Photo object pointing records:
*****

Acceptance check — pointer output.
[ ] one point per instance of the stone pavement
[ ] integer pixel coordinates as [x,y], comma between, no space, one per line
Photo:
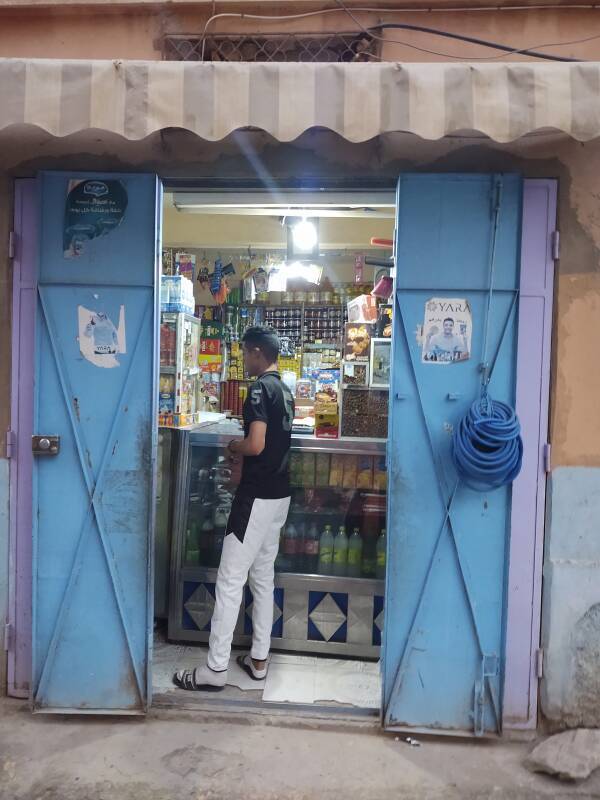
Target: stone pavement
[188,756]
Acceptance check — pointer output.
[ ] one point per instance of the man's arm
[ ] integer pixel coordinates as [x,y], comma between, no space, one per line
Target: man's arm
[253,444]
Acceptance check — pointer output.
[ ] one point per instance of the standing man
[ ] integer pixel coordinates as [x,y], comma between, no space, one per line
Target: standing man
[258,513]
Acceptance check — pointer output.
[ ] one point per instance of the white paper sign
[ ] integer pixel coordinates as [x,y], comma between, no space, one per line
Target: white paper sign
[99,340]
[447,330]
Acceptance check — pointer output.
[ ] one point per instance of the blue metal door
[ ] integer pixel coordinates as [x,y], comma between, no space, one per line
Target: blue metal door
[447,548]
[95,390]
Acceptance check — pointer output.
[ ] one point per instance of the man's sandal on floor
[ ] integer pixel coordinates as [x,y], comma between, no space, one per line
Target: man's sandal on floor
[201,679]
[246,663]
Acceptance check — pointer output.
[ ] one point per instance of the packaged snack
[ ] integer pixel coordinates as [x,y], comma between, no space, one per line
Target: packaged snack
[336,472]
[295,468]
[322,470]
[350,472]
[304,389]
[357,341]
[384,322]
[326,390]
[355,374]
[363,308]
[364,476]
[327,422]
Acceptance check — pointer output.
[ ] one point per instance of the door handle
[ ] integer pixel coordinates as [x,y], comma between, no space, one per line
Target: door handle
[45,445]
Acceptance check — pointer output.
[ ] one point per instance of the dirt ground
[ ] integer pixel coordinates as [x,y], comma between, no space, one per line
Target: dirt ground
[183,755]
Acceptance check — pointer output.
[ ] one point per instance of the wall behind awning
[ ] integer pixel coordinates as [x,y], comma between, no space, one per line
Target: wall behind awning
[358,101]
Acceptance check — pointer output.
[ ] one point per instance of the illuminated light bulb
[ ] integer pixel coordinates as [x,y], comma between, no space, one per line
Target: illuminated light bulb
[305,235]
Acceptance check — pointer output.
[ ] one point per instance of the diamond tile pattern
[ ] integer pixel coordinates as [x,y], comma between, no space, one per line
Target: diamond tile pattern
[200,606]
[327,617]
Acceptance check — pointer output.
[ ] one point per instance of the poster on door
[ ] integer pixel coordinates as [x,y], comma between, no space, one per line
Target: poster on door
[447,331]
[93,208]
[100,341]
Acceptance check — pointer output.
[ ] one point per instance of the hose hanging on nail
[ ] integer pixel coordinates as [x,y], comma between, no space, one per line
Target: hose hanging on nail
[487,445]
[487,448]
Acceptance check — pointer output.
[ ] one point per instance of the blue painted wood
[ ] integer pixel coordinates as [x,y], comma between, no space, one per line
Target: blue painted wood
[93,503]
[447,547]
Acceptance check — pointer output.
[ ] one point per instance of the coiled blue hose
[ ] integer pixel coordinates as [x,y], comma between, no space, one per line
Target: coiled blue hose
[487,448]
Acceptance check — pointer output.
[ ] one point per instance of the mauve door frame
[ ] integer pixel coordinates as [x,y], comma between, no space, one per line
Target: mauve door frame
[525,564]
[21,415]
[524,589]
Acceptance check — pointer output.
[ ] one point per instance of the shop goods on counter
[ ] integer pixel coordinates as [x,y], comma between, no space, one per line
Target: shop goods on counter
[355,374]
[355,547]
[362,309]
[340,552]
[311,550]
[325,562]
[384,322]
[176,294]
[357,341]
[365,413]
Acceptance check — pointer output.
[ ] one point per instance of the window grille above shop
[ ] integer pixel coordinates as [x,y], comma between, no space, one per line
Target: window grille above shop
[269,47]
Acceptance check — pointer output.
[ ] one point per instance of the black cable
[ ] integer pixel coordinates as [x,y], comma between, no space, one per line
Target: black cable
[470,39]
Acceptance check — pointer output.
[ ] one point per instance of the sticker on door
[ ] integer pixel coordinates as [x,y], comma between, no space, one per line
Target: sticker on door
[100,342]
[447,330]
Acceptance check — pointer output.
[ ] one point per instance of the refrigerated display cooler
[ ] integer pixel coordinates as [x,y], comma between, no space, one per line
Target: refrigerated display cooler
[324,601]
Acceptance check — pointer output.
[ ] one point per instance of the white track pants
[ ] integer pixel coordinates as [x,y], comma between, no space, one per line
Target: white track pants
[249,552]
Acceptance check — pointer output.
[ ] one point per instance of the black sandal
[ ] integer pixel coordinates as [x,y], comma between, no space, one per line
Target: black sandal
[241,662]
[186,679]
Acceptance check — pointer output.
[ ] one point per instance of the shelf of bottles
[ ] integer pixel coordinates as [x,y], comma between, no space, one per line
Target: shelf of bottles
[331,563]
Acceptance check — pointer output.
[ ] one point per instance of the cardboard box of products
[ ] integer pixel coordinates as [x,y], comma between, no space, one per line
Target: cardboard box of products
[363,309]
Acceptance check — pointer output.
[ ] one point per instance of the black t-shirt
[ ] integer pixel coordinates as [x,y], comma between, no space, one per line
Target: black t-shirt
[267,476]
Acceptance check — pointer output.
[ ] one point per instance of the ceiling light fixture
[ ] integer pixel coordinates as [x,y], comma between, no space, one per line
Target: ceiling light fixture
[305,236]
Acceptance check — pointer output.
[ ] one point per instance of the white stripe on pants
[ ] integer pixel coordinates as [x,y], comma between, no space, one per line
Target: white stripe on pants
[252,559]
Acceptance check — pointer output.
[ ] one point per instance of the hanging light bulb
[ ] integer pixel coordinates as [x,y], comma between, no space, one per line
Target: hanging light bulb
[305,236]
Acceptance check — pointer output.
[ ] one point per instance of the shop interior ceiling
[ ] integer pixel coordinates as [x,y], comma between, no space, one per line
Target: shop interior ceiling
[233,222]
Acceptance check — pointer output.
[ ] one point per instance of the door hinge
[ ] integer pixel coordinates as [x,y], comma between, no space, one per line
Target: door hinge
[555,244]
[547,458]
[539,662]
[8,632]
[11,444]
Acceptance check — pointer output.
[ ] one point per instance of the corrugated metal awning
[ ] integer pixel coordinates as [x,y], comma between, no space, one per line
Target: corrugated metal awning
[358,101]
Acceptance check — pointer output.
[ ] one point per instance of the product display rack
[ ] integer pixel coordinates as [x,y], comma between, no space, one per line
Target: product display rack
[179,390]
[319,613]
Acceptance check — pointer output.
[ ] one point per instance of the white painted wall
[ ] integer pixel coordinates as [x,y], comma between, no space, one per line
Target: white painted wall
[4,492]
[570,690]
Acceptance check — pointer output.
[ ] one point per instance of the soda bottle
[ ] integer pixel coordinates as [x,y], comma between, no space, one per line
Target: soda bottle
[326,552]
[290,547]
[191,544]
[354,554]
[340,552]
[219,534]
[381,552]
[206,541]
[311,550]
[369,561]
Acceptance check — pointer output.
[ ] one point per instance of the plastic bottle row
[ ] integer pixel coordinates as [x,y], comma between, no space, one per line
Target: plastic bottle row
[310,551]
[322,553]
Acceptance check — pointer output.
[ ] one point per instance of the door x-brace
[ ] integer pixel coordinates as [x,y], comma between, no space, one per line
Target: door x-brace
[94,488]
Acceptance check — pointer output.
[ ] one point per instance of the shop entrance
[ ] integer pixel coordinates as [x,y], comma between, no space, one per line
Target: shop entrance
[328,611]
[328,602]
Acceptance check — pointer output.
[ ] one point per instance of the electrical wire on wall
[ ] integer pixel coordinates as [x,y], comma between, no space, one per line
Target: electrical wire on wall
[507,50]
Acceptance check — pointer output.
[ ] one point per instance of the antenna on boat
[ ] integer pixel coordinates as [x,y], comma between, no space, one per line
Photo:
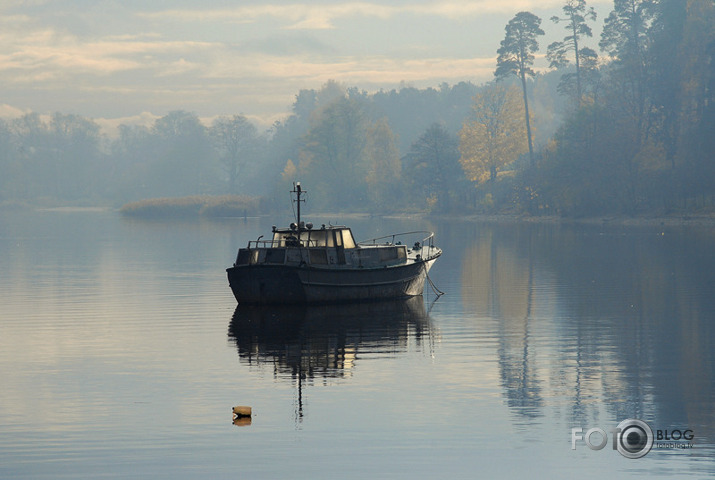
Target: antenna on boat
[298,192]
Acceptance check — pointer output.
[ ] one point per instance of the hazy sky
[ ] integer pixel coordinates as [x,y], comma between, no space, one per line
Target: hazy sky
[127,58]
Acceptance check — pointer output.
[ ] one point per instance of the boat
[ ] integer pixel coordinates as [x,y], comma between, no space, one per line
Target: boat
[303,264]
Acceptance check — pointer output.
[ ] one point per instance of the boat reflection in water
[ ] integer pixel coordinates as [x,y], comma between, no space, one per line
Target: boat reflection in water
[305,342]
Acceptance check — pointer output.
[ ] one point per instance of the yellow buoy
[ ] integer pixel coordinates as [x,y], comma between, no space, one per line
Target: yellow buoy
[241,411]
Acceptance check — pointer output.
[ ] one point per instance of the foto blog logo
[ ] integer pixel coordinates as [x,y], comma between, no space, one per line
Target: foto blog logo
[632,438]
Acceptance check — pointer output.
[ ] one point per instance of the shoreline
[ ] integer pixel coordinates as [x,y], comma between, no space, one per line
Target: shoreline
[675,220]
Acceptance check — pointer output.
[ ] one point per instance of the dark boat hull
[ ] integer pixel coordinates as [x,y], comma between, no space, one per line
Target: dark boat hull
[285,284]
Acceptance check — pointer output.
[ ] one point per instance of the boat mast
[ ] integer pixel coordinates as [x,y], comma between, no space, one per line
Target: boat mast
[298,192]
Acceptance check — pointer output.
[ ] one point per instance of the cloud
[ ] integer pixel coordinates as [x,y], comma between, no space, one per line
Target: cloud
[320,16]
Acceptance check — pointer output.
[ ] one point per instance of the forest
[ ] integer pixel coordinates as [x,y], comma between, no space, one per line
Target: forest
[627,128]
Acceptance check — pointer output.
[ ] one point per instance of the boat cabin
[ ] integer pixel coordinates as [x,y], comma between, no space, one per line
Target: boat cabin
[332,246]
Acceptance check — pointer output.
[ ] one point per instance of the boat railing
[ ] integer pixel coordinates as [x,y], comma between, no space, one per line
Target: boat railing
[425,246]
[283,243]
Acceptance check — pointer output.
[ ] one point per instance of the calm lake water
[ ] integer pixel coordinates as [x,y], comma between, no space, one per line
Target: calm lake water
[122,354]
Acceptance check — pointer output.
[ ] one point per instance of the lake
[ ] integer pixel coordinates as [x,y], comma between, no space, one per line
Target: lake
[122,353]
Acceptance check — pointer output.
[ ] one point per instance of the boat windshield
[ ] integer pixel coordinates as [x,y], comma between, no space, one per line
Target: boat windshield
[341,237]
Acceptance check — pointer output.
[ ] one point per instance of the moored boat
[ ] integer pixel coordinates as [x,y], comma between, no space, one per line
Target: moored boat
[302,264]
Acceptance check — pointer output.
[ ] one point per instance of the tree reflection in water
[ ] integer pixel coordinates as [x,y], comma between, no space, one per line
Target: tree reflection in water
[306,342]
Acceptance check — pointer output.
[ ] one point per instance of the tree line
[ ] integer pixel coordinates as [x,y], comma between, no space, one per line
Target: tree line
[625,131]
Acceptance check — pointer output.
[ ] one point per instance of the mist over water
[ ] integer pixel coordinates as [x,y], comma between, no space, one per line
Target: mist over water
[122,352]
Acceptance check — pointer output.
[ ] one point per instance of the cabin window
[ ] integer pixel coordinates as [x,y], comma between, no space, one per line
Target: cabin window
[275,255]
[348,241]
[313,238]
[318,257]
[388,254]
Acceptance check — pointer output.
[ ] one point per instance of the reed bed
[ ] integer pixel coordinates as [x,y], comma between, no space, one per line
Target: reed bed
[194,206]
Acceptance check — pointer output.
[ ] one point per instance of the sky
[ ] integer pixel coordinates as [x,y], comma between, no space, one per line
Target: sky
[130,61]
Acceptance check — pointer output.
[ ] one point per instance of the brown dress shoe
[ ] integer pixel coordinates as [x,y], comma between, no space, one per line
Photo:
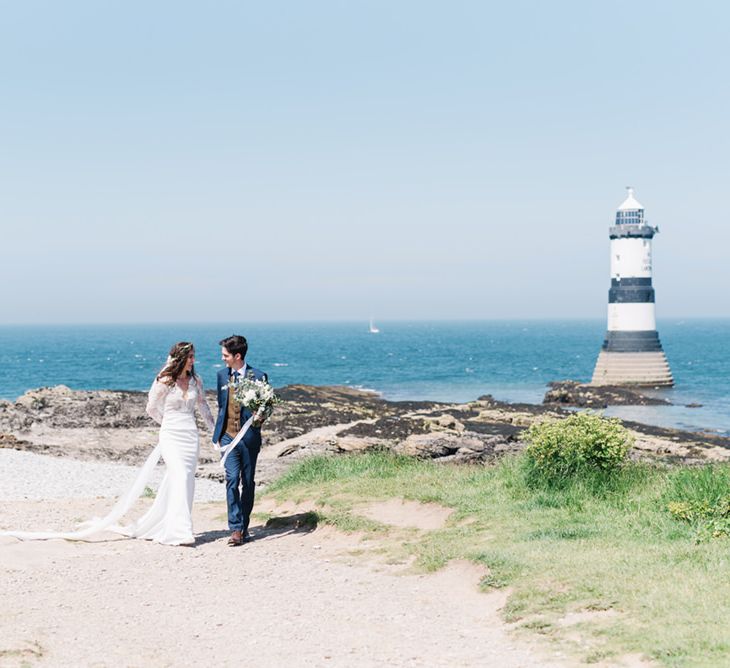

*****

What is asked: Report every line of the material that contains the string "grille", copying each such line in full.

Result:
[ ] one point per instance of the window grille above shop
Target: window grille above shop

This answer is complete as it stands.